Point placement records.
----------

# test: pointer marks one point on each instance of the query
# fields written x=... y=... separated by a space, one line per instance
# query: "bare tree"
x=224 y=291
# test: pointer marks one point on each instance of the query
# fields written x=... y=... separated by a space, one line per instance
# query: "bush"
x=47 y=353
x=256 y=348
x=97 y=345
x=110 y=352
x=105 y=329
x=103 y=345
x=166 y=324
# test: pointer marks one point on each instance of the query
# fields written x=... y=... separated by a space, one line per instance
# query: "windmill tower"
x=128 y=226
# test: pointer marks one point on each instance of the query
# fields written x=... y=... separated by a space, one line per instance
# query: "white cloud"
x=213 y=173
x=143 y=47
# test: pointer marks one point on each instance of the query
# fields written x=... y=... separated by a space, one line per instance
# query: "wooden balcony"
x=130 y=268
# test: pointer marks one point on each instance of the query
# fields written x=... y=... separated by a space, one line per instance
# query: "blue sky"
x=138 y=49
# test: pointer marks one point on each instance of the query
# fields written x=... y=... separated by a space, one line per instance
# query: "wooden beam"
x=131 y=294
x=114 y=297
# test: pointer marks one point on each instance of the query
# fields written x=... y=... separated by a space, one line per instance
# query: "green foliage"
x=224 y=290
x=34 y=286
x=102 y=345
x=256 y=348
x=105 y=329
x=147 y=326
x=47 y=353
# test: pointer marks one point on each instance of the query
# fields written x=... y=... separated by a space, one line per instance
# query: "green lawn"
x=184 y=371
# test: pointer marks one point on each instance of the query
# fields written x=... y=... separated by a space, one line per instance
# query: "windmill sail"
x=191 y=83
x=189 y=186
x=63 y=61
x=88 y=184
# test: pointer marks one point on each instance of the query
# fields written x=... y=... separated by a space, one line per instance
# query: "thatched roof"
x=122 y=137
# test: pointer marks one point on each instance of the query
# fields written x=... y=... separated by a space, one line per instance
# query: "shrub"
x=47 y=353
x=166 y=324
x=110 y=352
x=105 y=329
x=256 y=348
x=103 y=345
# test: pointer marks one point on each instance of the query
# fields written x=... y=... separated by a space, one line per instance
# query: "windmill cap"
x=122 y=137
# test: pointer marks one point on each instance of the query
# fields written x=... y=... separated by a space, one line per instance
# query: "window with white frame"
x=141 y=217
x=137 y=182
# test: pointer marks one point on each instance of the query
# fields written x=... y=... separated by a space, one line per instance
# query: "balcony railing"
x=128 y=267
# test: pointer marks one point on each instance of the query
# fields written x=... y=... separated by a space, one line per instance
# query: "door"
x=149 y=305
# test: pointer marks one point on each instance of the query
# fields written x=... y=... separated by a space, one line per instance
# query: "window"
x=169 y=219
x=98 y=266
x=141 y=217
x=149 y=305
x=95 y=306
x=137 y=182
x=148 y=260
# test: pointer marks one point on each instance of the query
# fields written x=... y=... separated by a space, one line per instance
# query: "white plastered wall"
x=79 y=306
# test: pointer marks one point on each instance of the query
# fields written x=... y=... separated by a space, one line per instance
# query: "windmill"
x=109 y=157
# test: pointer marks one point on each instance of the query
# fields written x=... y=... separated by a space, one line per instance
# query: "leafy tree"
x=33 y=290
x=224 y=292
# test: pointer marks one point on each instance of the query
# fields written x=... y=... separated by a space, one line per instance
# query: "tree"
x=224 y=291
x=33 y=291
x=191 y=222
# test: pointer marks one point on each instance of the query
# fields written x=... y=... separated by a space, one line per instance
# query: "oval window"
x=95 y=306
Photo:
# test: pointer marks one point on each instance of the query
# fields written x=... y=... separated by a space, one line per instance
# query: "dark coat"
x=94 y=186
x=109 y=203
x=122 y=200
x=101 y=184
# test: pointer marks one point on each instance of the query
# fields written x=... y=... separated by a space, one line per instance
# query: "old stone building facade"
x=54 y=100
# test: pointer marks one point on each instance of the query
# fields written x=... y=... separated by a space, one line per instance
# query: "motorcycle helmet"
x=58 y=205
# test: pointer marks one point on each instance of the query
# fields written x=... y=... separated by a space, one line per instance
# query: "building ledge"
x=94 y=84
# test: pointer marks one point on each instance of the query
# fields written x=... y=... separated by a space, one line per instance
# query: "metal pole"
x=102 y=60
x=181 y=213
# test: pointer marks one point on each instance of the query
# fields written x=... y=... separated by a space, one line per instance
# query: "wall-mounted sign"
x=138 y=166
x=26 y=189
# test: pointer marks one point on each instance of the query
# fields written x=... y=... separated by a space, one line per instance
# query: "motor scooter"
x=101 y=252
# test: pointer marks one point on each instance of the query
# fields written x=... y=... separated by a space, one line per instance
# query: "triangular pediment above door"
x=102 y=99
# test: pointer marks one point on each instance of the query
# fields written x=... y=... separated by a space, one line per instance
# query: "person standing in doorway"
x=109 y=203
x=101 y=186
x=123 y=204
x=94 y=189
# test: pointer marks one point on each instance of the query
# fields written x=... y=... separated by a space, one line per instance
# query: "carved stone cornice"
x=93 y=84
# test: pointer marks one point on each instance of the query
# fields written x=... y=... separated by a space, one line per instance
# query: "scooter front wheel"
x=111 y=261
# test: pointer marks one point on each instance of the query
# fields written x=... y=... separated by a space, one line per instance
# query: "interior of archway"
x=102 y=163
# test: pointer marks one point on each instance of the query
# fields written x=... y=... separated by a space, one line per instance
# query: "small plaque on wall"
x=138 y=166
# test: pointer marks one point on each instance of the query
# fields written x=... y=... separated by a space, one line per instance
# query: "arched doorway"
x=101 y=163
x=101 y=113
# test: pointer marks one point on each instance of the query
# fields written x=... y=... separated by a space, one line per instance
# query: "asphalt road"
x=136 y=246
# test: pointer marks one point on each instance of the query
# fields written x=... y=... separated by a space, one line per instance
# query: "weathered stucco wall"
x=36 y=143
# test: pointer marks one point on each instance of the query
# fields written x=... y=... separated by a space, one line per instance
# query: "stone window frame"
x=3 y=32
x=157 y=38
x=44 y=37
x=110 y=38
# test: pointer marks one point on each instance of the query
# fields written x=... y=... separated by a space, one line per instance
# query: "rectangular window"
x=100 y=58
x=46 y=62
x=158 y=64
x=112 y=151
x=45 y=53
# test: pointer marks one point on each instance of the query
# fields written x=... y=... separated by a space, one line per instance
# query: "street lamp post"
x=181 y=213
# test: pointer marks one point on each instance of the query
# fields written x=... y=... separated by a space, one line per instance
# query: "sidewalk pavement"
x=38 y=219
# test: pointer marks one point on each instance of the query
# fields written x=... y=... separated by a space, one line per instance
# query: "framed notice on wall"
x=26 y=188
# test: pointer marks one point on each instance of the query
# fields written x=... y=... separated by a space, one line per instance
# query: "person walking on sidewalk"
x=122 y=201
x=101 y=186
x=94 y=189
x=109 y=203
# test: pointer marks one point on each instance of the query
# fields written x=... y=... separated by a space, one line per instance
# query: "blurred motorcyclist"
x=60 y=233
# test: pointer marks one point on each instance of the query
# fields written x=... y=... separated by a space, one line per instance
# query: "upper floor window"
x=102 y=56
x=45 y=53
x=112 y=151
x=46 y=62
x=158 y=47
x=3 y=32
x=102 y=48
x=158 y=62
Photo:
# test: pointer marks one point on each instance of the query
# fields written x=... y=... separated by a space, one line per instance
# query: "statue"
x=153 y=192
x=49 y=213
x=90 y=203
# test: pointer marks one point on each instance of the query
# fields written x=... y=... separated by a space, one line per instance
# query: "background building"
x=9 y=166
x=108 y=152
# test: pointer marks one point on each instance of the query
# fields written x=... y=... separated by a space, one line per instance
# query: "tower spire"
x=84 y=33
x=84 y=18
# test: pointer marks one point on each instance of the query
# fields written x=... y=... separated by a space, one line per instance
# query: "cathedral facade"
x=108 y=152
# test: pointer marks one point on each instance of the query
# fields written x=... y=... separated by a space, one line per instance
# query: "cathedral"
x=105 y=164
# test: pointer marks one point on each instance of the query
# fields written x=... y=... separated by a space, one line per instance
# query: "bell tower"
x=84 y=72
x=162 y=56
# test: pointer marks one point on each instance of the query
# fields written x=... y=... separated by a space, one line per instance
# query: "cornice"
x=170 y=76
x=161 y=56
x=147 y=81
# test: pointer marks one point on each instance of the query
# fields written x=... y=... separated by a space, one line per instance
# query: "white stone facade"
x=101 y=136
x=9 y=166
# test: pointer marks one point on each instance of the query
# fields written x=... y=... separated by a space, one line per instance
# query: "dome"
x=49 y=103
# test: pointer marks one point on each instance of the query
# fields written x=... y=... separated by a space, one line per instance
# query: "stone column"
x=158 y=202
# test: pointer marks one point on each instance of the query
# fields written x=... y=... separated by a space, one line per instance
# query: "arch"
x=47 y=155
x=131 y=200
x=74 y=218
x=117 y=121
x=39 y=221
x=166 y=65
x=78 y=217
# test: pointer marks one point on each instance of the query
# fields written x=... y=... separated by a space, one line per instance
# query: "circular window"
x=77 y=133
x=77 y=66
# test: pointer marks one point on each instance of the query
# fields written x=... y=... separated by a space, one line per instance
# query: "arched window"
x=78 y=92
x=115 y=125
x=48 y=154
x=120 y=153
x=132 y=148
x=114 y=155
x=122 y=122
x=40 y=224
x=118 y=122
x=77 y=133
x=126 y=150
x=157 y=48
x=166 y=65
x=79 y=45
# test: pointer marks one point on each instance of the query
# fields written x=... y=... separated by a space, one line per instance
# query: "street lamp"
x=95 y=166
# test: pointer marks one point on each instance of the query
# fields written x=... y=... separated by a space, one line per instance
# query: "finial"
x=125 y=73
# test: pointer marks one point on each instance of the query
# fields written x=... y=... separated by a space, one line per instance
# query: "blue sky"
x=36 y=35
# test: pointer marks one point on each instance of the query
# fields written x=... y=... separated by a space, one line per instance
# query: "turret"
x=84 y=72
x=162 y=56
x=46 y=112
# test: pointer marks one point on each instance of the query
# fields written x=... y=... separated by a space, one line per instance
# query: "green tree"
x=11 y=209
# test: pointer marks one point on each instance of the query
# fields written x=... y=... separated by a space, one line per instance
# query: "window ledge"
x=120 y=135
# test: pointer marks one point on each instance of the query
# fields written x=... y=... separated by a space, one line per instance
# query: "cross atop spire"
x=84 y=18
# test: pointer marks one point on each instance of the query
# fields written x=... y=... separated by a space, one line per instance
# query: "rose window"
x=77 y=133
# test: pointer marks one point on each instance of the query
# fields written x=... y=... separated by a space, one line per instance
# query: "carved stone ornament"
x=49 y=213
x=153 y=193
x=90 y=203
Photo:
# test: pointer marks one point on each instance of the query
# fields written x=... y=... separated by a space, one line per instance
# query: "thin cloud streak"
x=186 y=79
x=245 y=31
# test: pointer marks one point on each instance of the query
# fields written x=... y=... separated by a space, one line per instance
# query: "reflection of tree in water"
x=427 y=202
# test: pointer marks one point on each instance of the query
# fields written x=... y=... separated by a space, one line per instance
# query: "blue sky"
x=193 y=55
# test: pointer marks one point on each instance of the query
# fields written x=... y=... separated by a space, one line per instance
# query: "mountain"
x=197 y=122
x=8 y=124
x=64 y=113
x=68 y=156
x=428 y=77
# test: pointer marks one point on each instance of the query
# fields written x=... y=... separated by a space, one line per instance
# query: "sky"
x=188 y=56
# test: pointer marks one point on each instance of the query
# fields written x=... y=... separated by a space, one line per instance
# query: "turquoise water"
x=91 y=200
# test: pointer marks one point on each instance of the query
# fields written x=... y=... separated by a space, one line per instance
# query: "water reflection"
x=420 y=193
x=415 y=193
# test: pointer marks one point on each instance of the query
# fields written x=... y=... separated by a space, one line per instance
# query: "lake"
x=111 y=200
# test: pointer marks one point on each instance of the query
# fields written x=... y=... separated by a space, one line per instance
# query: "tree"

----------

Short exercise. Please turn the lines from the start of the entries through the line containing "x=128 y=226" into a numbered list, leaving out blank lines and including no other lines.

Answer to the exercise.
1. # test: pointer marks one point on each instance of the query
2. # fields written x=... y=... separated by a space, one line per instance
3. # query: "bare tree"
4. x=224 y=291
5. # test: pointer marks one point on each instance of the query
6. # fields written x=... y=... separated by a space, one line per instance
7. # query: "bush"
8. x=47 y=353
9. x=256 y=348
10. x=97 y=345
11. x=110 y=352
12. x=105 y=329
13. x=103 y=345
14. x=166 y=324
15. # test: pointer marks one point on each instance of the query
16. # fields written x=... y=... separated by a space, one line per instance
17. # query: "windmill tower"
18. x=128 y=226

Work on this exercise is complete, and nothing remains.